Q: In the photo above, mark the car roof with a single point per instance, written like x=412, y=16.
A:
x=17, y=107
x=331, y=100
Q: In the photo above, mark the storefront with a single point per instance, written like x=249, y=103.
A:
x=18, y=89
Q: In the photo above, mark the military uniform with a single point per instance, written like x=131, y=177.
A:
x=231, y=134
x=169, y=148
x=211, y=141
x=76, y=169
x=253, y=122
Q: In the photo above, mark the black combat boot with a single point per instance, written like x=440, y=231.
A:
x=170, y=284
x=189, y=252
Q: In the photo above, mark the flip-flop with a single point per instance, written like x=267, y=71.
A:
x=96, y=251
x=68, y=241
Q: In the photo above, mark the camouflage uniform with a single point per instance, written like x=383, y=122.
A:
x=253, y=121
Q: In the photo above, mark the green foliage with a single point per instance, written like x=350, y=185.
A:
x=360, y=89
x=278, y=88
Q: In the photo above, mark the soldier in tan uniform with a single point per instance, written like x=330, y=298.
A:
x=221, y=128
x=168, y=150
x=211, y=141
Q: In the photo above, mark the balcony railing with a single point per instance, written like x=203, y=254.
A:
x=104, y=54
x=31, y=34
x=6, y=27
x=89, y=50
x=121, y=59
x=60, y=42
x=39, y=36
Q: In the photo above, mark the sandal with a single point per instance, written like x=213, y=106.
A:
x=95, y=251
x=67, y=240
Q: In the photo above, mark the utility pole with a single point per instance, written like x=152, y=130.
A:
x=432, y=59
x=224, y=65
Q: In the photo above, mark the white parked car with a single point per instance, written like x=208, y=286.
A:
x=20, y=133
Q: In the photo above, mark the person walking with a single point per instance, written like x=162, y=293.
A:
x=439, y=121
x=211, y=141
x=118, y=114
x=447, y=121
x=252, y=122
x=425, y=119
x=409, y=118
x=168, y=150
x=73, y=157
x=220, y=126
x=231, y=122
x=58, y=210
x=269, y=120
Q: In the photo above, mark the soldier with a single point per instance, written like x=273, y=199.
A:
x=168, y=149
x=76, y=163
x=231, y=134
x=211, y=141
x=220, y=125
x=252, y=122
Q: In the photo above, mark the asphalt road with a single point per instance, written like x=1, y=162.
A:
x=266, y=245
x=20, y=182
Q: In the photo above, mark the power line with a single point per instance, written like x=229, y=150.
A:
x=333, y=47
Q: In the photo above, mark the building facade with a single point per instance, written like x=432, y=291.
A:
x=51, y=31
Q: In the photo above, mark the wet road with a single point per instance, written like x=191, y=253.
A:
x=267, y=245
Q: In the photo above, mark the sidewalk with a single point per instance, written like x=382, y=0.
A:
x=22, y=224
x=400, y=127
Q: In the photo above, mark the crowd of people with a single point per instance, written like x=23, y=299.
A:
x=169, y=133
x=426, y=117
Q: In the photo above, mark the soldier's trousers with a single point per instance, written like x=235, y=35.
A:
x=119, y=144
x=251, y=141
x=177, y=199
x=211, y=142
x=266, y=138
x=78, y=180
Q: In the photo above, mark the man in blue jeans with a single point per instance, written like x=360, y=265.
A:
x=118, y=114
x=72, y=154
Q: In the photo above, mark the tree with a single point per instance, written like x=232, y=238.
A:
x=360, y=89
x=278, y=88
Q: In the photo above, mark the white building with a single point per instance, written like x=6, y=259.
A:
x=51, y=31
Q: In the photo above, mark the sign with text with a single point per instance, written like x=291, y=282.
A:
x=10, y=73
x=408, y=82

----

(What you should do): Copy the records from the line containing "Q: In the photo above, mark the wet" through the end of the records, including both of those lines and leaving the requests and their sample points unchanged. In the answers, multiply every x and y coordinate by 2.35 and round each result to a whole number, rounding halves up.

(Finished exercise):
Q: In the photo above, mark the wet road with a single point per instance, written like x=191, y=253.
A:
x=627, y=576
Q: In the photo above, mark the sidewalk with a single point per instance, written like x=382, y=0.
A:
x=52, y=526
x=940, y=298
Q: In the photo above, mark the crowd of people with a single point per instance, written like x=23, y=299.
A:
x=397, y=313
x=1001, y=275
Q: In the photo above, mark the soldier's trousers with a single point per instance, written like x=235, y=35.
A:
x=280, y=338
x=590, y=331
x=416, y=468
x=496, y=334
x=625, y=324
x=183, y=423
Q: In the photo above, mark the man in blue jeans with a single point per instance, written like x=360, y=265.
A:
x=277, y=268
x=169, y=362
Q: In the photo above, mark the tree with a single point per instance, written like x=232, y=238.
A:
x=846, y=209
x=653, y=207
Q: In the photo above, mark the white building with a single point per instance, written like x=6, y=259.
A:
x=120, y=73
Q: In the photo above, mark the sign with text with a single point per instance, written like x=291, y=282.
A:
x=24, y=172
x=959, y=193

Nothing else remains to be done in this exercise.